= Data excerpts =

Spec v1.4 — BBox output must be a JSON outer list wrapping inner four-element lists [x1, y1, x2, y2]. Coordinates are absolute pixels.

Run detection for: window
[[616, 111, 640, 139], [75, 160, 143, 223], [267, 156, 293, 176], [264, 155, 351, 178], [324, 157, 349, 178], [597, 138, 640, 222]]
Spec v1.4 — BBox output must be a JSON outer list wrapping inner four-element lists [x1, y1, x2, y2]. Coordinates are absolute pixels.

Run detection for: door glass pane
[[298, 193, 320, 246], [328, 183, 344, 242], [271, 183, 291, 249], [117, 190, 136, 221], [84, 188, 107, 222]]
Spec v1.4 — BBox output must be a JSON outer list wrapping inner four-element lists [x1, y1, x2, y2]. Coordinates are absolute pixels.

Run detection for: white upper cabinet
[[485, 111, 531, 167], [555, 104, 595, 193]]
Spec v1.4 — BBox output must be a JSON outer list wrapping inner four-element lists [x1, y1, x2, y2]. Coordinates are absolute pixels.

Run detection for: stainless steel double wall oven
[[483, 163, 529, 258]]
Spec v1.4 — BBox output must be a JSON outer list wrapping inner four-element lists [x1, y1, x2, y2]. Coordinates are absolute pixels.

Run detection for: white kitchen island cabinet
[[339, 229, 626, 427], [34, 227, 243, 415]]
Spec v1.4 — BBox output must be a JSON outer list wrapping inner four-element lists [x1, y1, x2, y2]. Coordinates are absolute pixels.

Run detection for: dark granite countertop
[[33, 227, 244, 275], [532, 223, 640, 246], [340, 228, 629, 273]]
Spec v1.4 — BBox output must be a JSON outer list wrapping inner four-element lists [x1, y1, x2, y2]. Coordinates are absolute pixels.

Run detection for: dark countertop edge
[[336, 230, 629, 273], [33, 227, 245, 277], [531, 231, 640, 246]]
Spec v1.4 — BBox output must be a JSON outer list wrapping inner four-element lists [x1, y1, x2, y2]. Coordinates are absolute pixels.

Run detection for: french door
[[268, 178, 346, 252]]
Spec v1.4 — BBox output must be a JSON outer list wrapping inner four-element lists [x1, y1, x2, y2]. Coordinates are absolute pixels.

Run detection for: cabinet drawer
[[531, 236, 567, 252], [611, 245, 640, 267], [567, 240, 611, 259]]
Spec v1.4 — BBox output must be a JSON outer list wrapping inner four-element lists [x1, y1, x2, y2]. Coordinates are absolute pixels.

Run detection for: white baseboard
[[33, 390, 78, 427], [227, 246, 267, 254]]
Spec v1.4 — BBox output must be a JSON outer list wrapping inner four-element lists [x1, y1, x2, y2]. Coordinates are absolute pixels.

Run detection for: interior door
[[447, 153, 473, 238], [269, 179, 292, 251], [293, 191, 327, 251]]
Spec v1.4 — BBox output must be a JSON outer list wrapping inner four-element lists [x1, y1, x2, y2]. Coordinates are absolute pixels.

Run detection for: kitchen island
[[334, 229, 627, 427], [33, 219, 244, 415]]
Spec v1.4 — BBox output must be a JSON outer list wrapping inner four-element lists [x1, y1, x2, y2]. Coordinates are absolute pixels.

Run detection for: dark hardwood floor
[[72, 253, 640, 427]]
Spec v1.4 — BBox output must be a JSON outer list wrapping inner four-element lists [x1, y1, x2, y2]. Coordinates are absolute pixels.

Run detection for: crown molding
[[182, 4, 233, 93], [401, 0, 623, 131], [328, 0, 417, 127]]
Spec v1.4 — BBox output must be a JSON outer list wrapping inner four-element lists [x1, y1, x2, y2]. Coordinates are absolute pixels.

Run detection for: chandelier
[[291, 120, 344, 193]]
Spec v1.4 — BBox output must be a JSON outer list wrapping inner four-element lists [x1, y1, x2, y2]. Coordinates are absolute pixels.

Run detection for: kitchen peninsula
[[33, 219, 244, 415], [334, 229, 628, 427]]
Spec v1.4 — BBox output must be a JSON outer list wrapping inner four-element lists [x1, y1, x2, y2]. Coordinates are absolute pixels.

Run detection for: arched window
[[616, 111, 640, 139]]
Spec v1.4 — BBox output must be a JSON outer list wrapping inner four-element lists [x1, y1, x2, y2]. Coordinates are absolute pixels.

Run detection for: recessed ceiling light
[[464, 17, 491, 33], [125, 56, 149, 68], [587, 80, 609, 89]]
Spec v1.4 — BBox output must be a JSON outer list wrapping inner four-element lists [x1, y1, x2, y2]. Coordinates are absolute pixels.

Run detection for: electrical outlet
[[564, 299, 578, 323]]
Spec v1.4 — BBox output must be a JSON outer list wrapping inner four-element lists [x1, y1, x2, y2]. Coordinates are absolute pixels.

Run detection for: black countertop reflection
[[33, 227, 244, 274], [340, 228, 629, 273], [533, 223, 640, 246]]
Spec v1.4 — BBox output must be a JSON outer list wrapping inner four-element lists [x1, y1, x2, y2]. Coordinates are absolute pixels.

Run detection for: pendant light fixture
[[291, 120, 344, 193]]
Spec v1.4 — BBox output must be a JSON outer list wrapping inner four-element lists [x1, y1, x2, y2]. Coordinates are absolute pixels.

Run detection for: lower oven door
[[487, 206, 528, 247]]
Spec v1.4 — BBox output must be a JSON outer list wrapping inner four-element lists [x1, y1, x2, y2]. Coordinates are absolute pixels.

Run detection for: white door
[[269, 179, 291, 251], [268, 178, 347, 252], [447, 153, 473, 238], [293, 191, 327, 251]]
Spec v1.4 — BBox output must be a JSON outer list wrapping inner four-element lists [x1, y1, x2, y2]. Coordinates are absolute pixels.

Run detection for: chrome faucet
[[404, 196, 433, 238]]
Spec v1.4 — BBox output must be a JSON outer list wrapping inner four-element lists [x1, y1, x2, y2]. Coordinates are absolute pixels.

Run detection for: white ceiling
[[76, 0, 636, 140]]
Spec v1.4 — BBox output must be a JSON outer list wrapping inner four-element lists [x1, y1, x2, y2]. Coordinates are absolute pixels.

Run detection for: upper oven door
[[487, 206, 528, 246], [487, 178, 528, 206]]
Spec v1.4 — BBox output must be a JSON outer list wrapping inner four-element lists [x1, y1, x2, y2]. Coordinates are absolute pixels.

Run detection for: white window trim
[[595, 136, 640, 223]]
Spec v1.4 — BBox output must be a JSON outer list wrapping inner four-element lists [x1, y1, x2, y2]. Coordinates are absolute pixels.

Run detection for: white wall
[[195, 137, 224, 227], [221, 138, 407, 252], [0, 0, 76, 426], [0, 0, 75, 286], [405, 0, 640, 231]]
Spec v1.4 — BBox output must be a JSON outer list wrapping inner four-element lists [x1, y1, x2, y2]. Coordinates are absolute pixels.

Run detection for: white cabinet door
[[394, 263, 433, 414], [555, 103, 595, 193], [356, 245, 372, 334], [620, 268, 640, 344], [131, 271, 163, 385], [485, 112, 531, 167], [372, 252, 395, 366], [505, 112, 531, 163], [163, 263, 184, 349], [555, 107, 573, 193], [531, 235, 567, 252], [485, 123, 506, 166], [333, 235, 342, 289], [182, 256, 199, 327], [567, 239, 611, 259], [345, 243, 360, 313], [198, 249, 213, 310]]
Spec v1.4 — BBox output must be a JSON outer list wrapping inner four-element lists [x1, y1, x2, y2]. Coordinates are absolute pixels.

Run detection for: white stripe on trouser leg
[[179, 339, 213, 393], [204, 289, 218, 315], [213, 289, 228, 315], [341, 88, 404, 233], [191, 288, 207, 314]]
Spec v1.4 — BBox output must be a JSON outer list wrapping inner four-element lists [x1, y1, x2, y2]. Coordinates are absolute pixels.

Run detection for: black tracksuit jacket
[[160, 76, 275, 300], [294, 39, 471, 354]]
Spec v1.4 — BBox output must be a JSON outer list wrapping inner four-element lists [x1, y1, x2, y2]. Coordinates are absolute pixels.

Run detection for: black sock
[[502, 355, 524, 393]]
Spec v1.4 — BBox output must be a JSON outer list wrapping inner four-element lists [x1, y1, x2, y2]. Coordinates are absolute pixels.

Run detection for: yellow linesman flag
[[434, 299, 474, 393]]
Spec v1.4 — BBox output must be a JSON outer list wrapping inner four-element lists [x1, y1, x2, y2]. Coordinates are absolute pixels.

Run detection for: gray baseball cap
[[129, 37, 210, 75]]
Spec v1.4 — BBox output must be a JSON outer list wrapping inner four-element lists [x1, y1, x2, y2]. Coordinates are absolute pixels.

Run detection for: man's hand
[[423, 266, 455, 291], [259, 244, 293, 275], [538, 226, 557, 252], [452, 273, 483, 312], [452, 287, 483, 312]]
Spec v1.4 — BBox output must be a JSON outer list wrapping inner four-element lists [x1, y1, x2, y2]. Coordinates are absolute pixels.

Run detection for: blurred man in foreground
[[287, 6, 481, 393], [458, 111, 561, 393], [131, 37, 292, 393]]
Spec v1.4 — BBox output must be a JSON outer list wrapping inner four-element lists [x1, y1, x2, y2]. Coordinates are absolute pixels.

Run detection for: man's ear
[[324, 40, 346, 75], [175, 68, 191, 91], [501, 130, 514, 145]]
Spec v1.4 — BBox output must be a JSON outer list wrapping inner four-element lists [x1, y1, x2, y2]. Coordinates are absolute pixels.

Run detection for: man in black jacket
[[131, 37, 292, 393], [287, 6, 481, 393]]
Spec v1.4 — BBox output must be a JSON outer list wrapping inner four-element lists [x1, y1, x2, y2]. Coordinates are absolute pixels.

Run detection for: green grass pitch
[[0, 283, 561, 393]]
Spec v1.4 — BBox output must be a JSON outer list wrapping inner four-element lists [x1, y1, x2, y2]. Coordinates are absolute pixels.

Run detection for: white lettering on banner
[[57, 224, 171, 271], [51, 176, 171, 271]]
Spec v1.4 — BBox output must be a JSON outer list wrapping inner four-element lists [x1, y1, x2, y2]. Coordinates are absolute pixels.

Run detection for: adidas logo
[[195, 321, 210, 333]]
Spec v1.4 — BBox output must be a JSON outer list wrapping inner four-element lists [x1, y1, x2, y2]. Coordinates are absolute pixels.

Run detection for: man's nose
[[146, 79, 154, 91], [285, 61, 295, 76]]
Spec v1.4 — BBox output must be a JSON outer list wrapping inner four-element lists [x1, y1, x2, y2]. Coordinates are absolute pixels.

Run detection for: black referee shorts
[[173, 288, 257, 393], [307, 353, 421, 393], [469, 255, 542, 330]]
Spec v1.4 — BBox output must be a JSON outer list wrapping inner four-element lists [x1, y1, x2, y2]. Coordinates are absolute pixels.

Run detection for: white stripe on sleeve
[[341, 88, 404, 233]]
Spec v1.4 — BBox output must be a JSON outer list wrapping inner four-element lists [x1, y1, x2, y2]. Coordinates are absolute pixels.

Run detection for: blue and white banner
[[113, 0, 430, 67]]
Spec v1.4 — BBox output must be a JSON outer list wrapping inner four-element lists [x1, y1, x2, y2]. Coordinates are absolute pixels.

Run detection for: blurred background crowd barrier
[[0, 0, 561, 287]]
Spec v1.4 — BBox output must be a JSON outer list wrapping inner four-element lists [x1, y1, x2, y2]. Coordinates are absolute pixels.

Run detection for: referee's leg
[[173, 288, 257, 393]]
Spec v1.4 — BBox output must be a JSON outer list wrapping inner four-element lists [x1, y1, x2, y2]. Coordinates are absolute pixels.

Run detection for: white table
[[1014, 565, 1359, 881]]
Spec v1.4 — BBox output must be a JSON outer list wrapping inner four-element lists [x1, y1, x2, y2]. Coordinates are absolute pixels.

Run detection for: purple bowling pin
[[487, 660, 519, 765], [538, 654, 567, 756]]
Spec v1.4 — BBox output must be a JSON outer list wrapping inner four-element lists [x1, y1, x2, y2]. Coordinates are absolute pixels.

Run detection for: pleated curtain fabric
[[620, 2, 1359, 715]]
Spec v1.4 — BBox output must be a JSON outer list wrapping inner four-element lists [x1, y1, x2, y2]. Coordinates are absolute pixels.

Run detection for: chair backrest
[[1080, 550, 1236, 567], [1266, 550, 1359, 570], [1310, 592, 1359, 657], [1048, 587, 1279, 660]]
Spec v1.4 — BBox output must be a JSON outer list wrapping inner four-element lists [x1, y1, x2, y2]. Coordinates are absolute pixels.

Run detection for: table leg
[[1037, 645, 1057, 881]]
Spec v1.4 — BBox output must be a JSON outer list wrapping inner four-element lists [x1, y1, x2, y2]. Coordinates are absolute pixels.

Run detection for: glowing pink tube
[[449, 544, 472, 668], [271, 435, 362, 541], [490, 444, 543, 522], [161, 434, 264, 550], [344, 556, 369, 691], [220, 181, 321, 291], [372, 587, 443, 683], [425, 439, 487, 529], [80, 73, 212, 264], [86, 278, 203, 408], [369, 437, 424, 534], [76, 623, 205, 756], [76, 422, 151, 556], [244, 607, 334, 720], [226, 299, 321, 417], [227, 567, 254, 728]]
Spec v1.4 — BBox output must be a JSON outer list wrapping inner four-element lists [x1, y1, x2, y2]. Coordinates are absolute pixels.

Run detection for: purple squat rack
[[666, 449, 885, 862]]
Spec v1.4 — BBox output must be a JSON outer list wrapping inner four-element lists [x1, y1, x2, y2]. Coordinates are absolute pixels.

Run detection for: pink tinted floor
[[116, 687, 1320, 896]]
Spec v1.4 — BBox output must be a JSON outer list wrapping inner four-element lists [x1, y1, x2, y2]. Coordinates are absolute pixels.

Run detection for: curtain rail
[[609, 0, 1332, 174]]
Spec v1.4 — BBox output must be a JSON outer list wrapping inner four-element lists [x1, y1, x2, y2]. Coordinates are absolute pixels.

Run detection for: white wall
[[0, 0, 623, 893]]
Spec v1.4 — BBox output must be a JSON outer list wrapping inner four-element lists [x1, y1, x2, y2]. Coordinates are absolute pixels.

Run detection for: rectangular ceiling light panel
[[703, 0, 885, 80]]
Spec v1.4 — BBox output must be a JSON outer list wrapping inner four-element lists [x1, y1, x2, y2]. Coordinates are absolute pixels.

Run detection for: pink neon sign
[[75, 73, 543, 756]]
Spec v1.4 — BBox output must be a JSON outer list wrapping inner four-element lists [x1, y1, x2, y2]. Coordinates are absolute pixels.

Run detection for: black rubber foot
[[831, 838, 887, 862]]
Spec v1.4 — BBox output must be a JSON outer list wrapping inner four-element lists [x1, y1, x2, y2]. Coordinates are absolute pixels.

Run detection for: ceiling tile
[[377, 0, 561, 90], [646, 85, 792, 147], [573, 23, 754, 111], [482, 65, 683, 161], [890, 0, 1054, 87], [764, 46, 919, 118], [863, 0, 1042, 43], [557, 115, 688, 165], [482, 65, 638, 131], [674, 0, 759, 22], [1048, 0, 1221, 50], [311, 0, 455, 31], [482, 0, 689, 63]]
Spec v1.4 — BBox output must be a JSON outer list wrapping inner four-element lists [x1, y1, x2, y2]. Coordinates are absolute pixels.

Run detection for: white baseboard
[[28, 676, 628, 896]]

= Work to be completed =
Copy the entries above word for word, starting at the very beginning and ending with the line that contains "188, 107, 222]]", including that line.

= Solution for this problem =
Spec v1.4 — BBox output must be a JSON outer list wrapping inner four-element lists [x1, y1, x2, y2]. Coordinates are absolute pixels.

Run detection for: window
[[616, 111, 640, 139], [75, 160, 143, 223], [267, 156, 293, 176], [264, 155, 351, 178], [324, 157, 349, 178], [597, 138, 640, 222]]
Spec v1.4 — BBox output must be a JSON outer list wrapping inner four-element lists [x1, y1, x2, y2]. Coordinates are absolute pixels.

Run detection for: door glass pane
[[298, 193, 320, 246], [328, 183, 344, 242], [271, 183, 291, 249], [117, 190, 136, 221], [84, 188, 107, 222]]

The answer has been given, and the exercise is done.